##### DOCUMENT SEGMENT

2016 Latest Caselaw 3855 Del

Citation : 2016 Latest Caselaw 3855 Del
Judgement Date : 23 May, 2016

Delhi High Court
Dr. P.K. Chawla And Ors. vs Smt. Sharda Rani Chawla And Ors. on 23 May, 2016
Author: Valmiki J. Mehta
*            IN THE HIGH COURT OF DELHI AT NEW DELHI

+                                  CS(OS) No.836/2008
%                                                                  23rd May, 2016

DR. P.K. CHAWLA AND ORS.                                         ..... Plaintiffs
                  Through:               Ms. Gunjan Sinha Jain, Advocate.


                          versus

SMT. SHARDA RANI CHAWLA AND ORS.                                   ..... Defendants
                  Through: None.
CORAM:
HON'BLE MR. JUSTICE VALMIKI J.MEHTA

To be referred to the Reporter or not?         Yes


VALMIKI J. MEHTA, J (ORAL)

1.

This is a suit for partition. There are three plaintiffs who are real

brothers, namely Dr. P.K. Chawla, Sh. Satish Chawla and Sh. Naresh Chawla.

Plaintiffs had the fourth brother namely late Sh. Vinod Kumar Chawla. The three

defendants are the legal heirs of Sh. Vinod Kumar Chawla being his widow, son

and daughter. Partition by means of present suit is sought of property no.4-C-171,

Dayanand Colony, Lajpat Nagar, New Delhi.

2. Counsel for the plaintiffs was heard on 19.5.2016. Counsel for the

plaintiffs has also been heard with respect to further clarifications today in the

post lunch hearing. Counsel for the plaintiffs states that counsel for the

defendants was duly informed about this matter having been called out in the

finals list and hearing having been commenced, but, yet the counsel for the

defendants has not appeared.

##########
##### DATA ENTRIES

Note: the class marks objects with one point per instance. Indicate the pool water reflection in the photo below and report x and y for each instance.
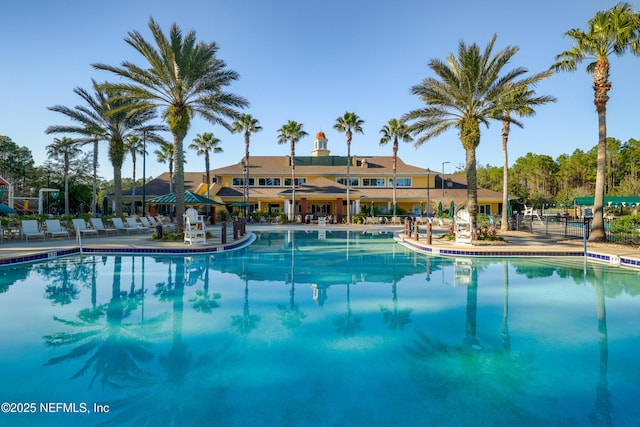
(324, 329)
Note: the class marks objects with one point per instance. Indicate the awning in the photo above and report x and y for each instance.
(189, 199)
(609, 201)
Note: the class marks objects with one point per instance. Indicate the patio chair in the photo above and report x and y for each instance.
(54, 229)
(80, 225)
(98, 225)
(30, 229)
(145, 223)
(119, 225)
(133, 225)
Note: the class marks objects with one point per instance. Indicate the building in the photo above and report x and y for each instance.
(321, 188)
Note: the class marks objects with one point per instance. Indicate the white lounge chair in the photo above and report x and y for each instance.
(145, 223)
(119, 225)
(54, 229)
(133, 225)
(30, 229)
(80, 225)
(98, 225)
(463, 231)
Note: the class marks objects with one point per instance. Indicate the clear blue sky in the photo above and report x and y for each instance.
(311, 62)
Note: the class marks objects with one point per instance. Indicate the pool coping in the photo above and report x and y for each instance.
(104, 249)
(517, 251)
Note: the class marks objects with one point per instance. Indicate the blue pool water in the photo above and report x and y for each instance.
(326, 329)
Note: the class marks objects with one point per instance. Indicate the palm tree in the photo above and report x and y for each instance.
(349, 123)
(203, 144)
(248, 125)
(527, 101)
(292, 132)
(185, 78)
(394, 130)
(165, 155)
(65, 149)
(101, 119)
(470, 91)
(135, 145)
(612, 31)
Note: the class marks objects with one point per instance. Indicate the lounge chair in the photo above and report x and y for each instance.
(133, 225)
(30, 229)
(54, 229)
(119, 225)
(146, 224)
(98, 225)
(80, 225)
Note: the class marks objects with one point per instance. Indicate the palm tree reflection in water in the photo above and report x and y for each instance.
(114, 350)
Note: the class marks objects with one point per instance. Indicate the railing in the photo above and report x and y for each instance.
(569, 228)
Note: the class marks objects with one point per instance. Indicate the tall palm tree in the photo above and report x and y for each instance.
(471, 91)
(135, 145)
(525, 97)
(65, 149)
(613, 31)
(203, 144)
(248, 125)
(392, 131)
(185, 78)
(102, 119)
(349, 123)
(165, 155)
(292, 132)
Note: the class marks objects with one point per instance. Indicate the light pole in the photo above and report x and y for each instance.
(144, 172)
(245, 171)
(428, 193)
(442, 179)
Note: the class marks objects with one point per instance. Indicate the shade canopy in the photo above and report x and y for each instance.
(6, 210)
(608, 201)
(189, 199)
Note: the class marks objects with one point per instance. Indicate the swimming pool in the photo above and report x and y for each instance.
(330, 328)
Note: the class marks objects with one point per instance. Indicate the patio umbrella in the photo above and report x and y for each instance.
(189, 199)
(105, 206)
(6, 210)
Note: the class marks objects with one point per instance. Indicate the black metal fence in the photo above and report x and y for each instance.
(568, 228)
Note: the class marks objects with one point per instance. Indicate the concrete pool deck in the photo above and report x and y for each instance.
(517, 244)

##########

__GIVEN TASK A__. Summarize the Delhi High Court judgment in two sentences.
__GIVEN TASK B__. Write the next part of the Delhi High Court judgment, picking up right after its final sentence.
The records have no connection to the Delhi High Court judgment.

__EXPECTED OUTPUT A__. Three brothers, Dr. P.K. Chawla, Sh. Satish Chawla and Sh. Naresh Chawla, have sued for partition of property no.4-C-171, Dayanand Colony, Lajpat Nagar, New Delhi, against the widow, son and daughter of their late fourth brother, Sh. Vinod Kumar Chawla. The plaintiffs' counsel was heard on 19.5.2016 and again on the day of the judgment, while the defendants' counsel did not appear despite being informed that the matter had been called out and the hearing had begun.

__EXPECTED OUTPUT B__.
3. The cause of action as pleaded for seeking partition is that the suit

property was owned by the father late Sh. Bhim Sain Chawla. Sh. Bhim Sain

Chawla died intestate on 2.10.1969. On the death of Sh. Bhim Sain Chawla, he

left behind his four sons and his widow Smt. Manorama Rani Chawla, mother of

the plaintiffs and late Sh. Vinod Kumar Chawla. Smt. Manorama Rani Chawla

died on 7.7.1999. Smt. Manorama Rani Chawla is said to have executed her last

Will and testament dated 3.4.1979 bequeathing the suit property equally among

her four sons i.e three plaintiffs and late Sh. Vinod Kumar Chawla. Plaintiffs

therefore claim that each of the three plaintiffs is 1/4 th co-owner of the suit

property with remaining 1/4th ownership being of late Sh. Vinod Kumar Chawla

who is now represented by the defendants in the present suit. During the course

of arguments, counsel for the plaintiffs conceded to the fact that this Court need

not pronounce on the validity or otherwise of the Will of Smt. Manorama Rani

Chawla dated 3.4.1979 inasmuch as even if Smt. Manorama Rani Chawla expires

intestate, and the suit property is taken to be the suit property of late Sh. Bhim

Sain Chawla, even in such a scenario since late Sh. Bhim Sain Chawla died

intestate, all the four sons of late Sh. Bhim Sain Chawla and Smt. Manorama Rani

Chawla i.e the three plaintiffs and late Sh. Vinod Kumar Chawla will be 1/4 th

equal co-owners of the suit property.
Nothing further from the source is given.